#### Problem to work on
Transcribe the entries below exactly.

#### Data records
------------------------------------------------------------
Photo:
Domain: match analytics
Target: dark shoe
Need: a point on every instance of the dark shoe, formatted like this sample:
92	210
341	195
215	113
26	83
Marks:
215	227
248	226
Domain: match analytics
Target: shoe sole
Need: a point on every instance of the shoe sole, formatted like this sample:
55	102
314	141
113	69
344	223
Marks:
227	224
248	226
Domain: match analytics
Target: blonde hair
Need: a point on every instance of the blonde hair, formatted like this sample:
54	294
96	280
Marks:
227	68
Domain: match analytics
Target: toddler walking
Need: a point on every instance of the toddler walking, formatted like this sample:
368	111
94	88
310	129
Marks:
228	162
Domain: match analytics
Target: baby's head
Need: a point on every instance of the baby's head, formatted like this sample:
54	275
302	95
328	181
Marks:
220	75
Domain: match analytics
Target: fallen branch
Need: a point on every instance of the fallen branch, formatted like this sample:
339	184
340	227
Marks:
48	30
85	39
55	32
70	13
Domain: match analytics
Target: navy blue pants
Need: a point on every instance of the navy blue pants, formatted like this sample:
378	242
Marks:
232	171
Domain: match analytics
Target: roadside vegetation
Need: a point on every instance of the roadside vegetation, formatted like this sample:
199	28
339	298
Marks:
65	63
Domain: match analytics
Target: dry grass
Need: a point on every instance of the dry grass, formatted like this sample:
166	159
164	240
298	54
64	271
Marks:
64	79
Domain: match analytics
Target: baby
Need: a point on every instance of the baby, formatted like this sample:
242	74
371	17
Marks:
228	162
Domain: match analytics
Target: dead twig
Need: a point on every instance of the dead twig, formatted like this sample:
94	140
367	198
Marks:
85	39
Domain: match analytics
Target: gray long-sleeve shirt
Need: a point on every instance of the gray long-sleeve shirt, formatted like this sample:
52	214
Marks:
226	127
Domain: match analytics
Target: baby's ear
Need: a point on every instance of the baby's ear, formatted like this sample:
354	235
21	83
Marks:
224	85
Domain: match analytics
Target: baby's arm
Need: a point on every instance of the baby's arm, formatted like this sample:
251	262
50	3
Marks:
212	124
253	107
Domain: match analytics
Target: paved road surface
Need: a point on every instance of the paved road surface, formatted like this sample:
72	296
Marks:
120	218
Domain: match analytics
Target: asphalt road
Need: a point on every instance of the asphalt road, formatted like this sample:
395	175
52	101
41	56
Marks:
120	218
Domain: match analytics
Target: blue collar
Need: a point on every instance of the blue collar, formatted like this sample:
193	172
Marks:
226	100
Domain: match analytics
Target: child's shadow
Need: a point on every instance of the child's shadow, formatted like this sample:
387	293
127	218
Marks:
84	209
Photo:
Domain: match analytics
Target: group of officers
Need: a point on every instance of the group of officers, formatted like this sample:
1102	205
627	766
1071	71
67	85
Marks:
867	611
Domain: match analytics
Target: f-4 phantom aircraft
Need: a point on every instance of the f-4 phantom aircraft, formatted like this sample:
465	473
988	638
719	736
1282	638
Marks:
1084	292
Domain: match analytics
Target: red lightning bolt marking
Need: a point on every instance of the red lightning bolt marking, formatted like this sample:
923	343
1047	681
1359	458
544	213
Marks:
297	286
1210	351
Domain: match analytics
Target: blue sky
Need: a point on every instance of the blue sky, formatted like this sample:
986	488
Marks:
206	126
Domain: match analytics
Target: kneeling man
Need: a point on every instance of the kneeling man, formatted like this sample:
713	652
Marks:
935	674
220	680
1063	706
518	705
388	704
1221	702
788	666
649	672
------------------------------------------------------------
#### Result below
Photo:
Domain: match analytics
Target: dark shoe
Need: a point on every instance of the dark shoe, formatted like this sample:
92	210
341	195
215	113
26	83
Marks:
215	227
248	226
Domain: match analytics
Target: shoe sole
Need: a point on every instance of the shoe sole, formatted like this sample:
55	102
314	141
113	69
344	223
Marks:
227	224
248	226
Domain: match analytics
Target: blonde hair
Need: a point on every instance of the blonde hair, formatted like this sample:
54	294
96	280
Marks:
227	68
Domain: match analytics
Target: toddler walking
Need: a point on every instance of the toddler walking, formatted like this sample:
368	111
94	88
310	129
Marks:
228	162
Domain: match analytics
Target: baby's head
Need: a point on every instance of the baby's head, formatted like this sample:
54	275
302	95
328	181
Marks:
220	75
Domain: match analytics
Target: fallen branch
Need: a point on every instance of the fallen branch, formatted like this sample:
339	184
340	227
Marks:
48	30
85	39
55	32
70	13
Domain: match analytics
Target: navy blue pants
Need: a point on every instance of the navy blue pants, formatted like this sample:
378	242
Marks:
232	171
Domain: match analytics
Target: roadside vegetation
Need: a point on every instance of the roadside vegetation, formatted like this sample:
199	28
339	298
Marks:
65	63
Domain: match analytics
Target: dry grass
Need: a point on every instance of the dry grass, formatted like this sample:
166	159
164	240
298	54
64	271
Marks:
64	79
Domain: match analytics
Target: baby
Need: a point on every instance of the baby, formatted like this sample:
242	74
371	17
Marks:
228	162
Domain: match analytics
Target: dead twig
Need: a point on every instance of the dead twig, formatted like this sample:
94	140
367	198
Marks:
85	39
Domain: match analytics
Target: gray long-sleeve shirt
Need: a point on every instance of the gray long-sleeve shirt, formatted like this sample:
52	214
Marks:
226	127
Domain: match analytics
Target: baby's ear
Need: a point on every instance of the baby's ear, formatted like this sample:
354	235
21	83
Marks:
224	85
Domain: match analytics
Target: baby's arm
Need: a point on every instance of the baby's arm, formatted like this sample:
251	262
50	3
Marks:
212	124
253	107
Domain: match analytics
Target: paved road surface
Need: a point on every instance of the paved road surface, formatted like this sample:
72	296
Marks:
120	218
Domain: match analytics
Target: asphalt road
Need: a point on every instance of the asphalt road, formatted like this sample:
395	175
52	101
41	56
Marks:
120	218
Domain: match analytics
Target: blue collar
Need: a point on every instance of the blue collar, formatted like this sample:
193	172
Marks:
226	100
Domain: match analytics
Target: child's shadow
Need: a point on every instance of the child's shadow, formatted like this sample:
387	293
127	218
Marks:
84	209
Photo:
Domain: match analytics
Target: group of officers
Need: a point on every instance of the group of officers, formatted like this sample:
1102	205
627	766
1071	71
67	85
Marks:
867	611
Domain: match analytics
Target: f-4 phantom aircraft
Need: a point on every instance of the f-4 phantom aircraft, formatted like this sample:
465	473
988	638
719	736
1282	638
Marks:
1084	292
Domain: match analytics
Target: red lightning bolt marking
Need: a point on every instance of the red lightning bolt marking, formatted like this sample:
923	343
1047	681
1359	458
544	213
Marks:
297	286
1210	351
Domain: match analytics
Target: blue sky
Need: a point on every instance of the blue sky, formatted like this sample:
986	488
Marks:
206	126
Domain: match analytics
Target: kneeling man
Need: a point on every instance of the kneeling man, formatted like this sample:
713	652
Marks:
935	674
220	680
1063	706
518	705
388	704
1221	702
788	666
649	672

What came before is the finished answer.